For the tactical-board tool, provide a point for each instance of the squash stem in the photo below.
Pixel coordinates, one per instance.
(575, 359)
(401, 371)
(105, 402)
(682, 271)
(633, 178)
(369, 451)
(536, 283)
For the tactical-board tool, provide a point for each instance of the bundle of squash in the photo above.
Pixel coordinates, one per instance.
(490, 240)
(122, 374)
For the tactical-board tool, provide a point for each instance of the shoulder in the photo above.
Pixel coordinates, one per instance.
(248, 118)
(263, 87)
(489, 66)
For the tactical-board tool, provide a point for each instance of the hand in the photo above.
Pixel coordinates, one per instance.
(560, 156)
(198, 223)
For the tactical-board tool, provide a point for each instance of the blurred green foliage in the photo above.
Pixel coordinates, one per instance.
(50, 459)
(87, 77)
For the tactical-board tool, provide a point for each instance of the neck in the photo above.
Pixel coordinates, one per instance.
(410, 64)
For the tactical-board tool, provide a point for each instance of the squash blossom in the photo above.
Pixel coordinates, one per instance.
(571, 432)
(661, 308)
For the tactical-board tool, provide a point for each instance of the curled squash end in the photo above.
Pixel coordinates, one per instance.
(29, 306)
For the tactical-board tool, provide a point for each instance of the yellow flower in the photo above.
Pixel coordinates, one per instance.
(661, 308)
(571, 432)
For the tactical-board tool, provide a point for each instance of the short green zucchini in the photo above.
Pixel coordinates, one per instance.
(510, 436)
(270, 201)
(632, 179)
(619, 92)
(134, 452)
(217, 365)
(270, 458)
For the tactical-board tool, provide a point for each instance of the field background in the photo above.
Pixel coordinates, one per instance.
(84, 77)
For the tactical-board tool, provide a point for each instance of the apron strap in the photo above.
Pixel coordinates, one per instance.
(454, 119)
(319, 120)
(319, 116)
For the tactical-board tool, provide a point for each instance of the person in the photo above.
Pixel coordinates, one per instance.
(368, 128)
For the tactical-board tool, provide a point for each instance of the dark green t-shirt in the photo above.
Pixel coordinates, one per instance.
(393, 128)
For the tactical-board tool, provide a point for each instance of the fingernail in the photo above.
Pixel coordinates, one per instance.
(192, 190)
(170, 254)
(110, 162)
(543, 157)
_____
### Assignment
Each record must be printed again, word for word, with nothing dropped.

### Written solution
For the tactical-board tool, provide a point for each instance of the squash stem in the photo below.
Pixel coordinates, one per instance.
(575, 359)
(401, 371)
(105, 402)
(682, 271)
(633, 178)
(369, 451)
(536, 283)
For the tactical-board tool, provide a point for each instance of the bundle of squash in the photo above.
Pixel coordinates, one per instance.
(490, 240)
(122, 374)
For the tactical-board tool, provide a point for each instance of the shoulder in the photo above.
Pixel coordinates, one per instance.
(248, 118)
(263, 87)
(489, 66)
For the tactical-board tool, provide a point for each instance of the hand in the photo above.
Pixel coordinates, one per instance.
(560, 156)
(198, 223)
For the tactical-board tool, provide a point for each instance of the blurred green foliage in the photo above.
Pixel coordinates, one per instance.
(50, 459)
(87, 77)
For the tactical-board tool, provide a point for each instance of the neck in the photo above.
Pixel coordinates, one per instance.
(410, 64)
For the tactical-board tool, provide a point for each instance of the squash blossom in the photo above.
Pixel coordinates, one per instance.
(571, 432)
(661, 308)
For the tactical-board tool, provide a point for each instance of the curled squash end in the photo above.
Pixel coordinates, one per instance.
(29, 306)
For the tactical-board tool, provide a point for each instance of the yellow flower in the photo above.
Pixel coordinates, one per instance.
(661, 308)
(571, 432)
For the tactical-board tool, provide a point for each instance of the short green zucchini in the photo above.
Pixel coordinates, one per instance.
(510, 436)
(270, 201)
(632, 179)
(619, 92)
(134, 452)
(217, 365)
(270, 458)
For the tactical-board tool, provide a point for each instance of the field background in the photo above.
Pixel coordinates, one per instance.
(84, 77)
For the tactical-board tool, provide a point for each instance of the apron strap in the photo above.
Pixel coordinates, one per instance.
(454, 119)
(319, 120)
(319, 116)
For the tactical-board tool, provide a point for each instance of the person in the photo above.
Pixel coordinates, one per instance.
(368, 128)
For the tactical-board tool, provide a point for each instance of the dark green t-shirt in the photo above.
Pixel coordinates, one per instance.
(393, 128)
For the tactical-board tool, provide a point for each instance of the fingernail in the photo above.
Pixel coordinates, one per instance.
(192, 190)
(170, 254)
(110, 162)
(543, 157)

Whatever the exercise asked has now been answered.